** DATASET follows **

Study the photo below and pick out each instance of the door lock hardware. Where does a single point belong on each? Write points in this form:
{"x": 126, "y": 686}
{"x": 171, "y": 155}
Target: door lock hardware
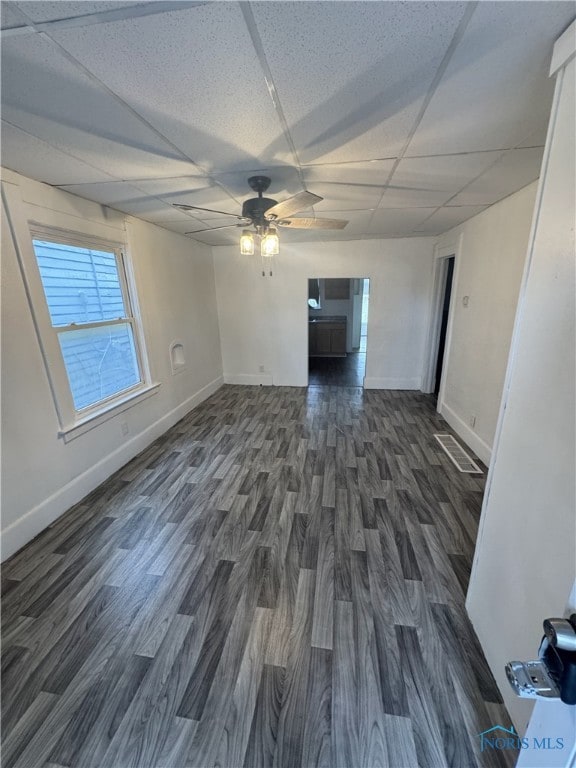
{"x": 553, "y": 674}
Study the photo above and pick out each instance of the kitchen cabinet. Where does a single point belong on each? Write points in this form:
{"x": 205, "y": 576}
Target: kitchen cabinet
{"x": 327, "y": 338}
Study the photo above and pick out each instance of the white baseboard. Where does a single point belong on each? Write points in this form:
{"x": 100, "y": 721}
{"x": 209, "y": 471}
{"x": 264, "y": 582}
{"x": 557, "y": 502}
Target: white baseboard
{"x": 23, "y": 530}
{"x": 480, "y": 448}
{"x": 390, "y": 383}
{"x": 253, "y": 379}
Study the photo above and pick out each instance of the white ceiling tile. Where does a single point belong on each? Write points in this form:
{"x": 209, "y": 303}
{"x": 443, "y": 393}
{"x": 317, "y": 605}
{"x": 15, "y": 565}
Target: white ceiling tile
{"x": 284, "y": 181}
{"x": 10, "y": 18}
{"x": 48, "y": 96}
{"x": 431, "y": 181}
{"x": 398, "y": 222}
{"x": 445, "y": 218}
{"x": 220, "y": 237}
{"x": 495, "y": 90}
{"x": 510, "y": 173}
{"x": 108, "y": 193}
{"x": 28, "y": 155}
{"x": 199, "y": 82}
{"x": 42, "y": 10}
{"x": 348, "y": 186}
{"x": 351, "y": 76}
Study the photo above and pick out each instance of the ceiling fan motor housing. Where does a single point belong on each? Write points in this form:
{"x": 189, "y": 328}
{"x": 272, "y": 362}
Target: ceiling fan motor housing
{"x": 255, "y": 208}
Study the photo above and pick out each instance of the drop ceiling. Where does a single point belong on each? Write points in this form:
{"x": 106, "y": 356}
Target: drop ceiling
{"x": 406, "y": 117}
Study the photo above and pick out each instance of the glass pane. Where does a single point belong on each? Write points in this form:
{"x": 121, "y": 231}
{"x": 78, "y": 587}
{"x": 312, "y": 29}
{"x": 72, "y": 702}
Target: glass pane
{"x": 100, "y": 362}
{"x": 81, "y": 284}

** End of DATASET **

_WHAT NEEDS TO BE DONE_
Find and copy every line in the entries above where the string "instance" occurs.

_ANSWER TO THE EXERCISE_
Study the photo below and pick out each instance of the door lock hardware. Where does a single point belong on each? Write points in this form:
Study the photo above and pick out each instance of the kitchen cabinet. Where does a single point belong on each? Write points in this form:
Study the photo above and pick out each instance of the white baseboard. Where does a single point belong on each? Write points in this form:
Study the photo above and pick out each instance of the white ceiling tile. Where does a single point belong on each? Write points in this form:
Study the photo above and pick out each instance of the ceiling fan motor housing. Where does a single point belong on each? Write points in this form:
Study the photo above and pick out each instance of the drop ceiling. Where does a single point belong on each? Write points in this form:
Study the photo above and pick out each instance of the glass pane. Where does a single point belong on each? Write points in this form:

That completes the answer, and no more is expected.